*TASK TO CARRY OUT*:
Please write out the part of the travel vaccine mandate article below that opens with the words containing "Noé Chartier" and closes with "grounds of mootness.", copying it word for word.

Travel Vaccine Mandate Challengers File Arguments in Federal Court of Appeal

Travel Vaccine Mandate Challengers File Arguments in Federal Court of Appeal
An Air Canada plane takes off from Montreal Trudeau Airport on Dec. 5, 2021. (The Canadian Press/Graham Hughes)
Noé Chartier

Challengers to the now-defunct travel vaccine mandate have filed their arguments in Federal Court to appeal an October decision that dismissed their cases on the grounds of mootness.

“The federal government’s threat to reinstate the travel mandate should have been the deciding factor for the Federal Court to hear this case,” says Allison Pejovic, a lawyer representing former Newfoundland premier Brian Peckford and his co-applicants.

Peckford and PPC Leader Maxime Bernier are supported in their cases by the Justice Centre for Constitutional Freedoms (JCCF). There are also two other sets of challengers, including businessmen Karl Harrison and Shaun Rickard, and Quebec lawyer Nabil Ben Naoum.

*Dataset items*:
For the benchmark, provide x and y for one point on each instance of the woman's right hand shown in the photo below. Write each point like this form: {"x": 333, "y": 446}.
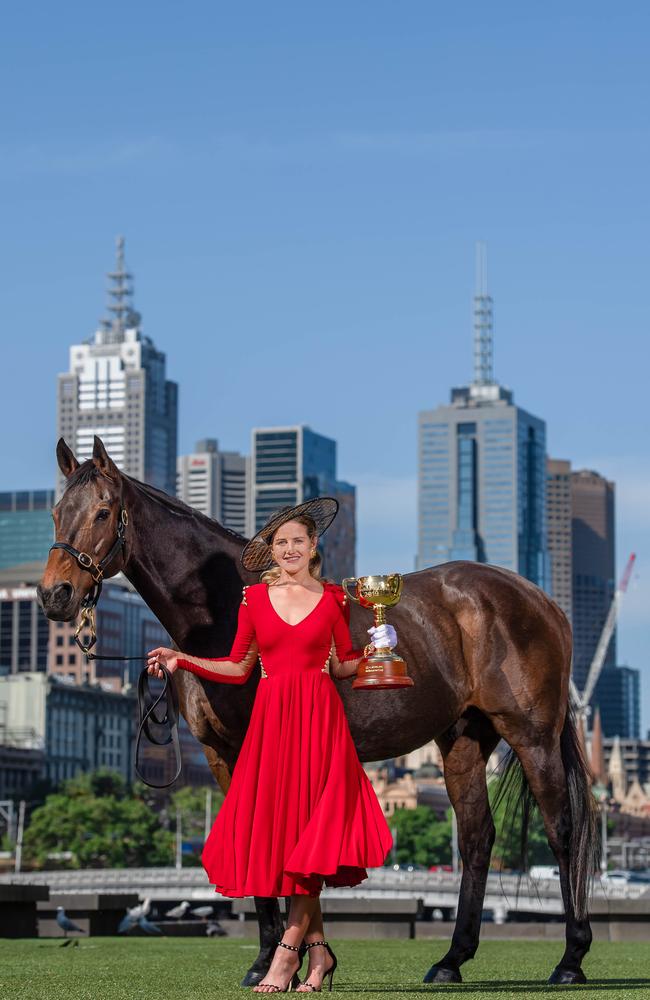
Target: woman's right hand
{"x": 161, "y": 657}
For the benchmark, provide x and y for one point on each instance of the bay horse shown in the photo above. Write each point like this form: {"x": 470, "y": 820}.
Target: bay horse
{"x": 489, "y": 653}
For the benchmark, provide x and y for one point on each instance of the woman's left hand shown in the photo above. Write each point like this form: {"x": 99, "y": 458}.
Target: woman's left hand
{"x": 383, "y": 636}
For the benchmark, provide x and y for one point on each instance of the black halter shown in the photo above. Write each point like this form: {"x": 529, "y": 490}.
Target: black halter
{"x": 96, "y": 570}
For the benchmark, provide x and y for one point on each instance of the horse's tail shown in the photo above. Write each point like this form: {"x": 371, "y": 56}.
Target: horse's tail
{"x": 584, "y": 842}
{"x": 584, "y": 838}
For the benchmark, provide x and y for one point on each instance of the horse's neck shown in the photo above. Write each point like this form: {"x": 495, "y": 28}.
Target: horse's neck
{"x": 187, "y": 570}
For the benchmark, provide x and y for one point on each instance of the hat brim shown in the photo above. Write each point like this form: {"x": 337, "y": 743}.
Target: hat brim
{"x": 256, "y": 555}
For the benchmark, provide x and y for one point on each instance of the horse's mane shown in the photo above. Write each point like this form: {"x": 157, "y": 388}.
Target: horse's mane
{"x": 88, "y": 471}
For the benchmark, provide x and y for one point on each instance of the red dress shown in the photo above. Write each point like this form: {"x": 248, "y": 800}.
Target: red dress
{"x": 300, "y": 810}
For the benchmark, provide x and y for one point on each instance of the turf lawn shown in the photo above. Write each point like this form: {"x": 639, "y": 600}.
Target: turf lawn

*SOLUTION*:
Noé Chartier

Challengers to the now-defunct travel vaccine mandate have filed their arguments in Federal Court to appeal an October decision that dismissed their cases on the grounds of mootness.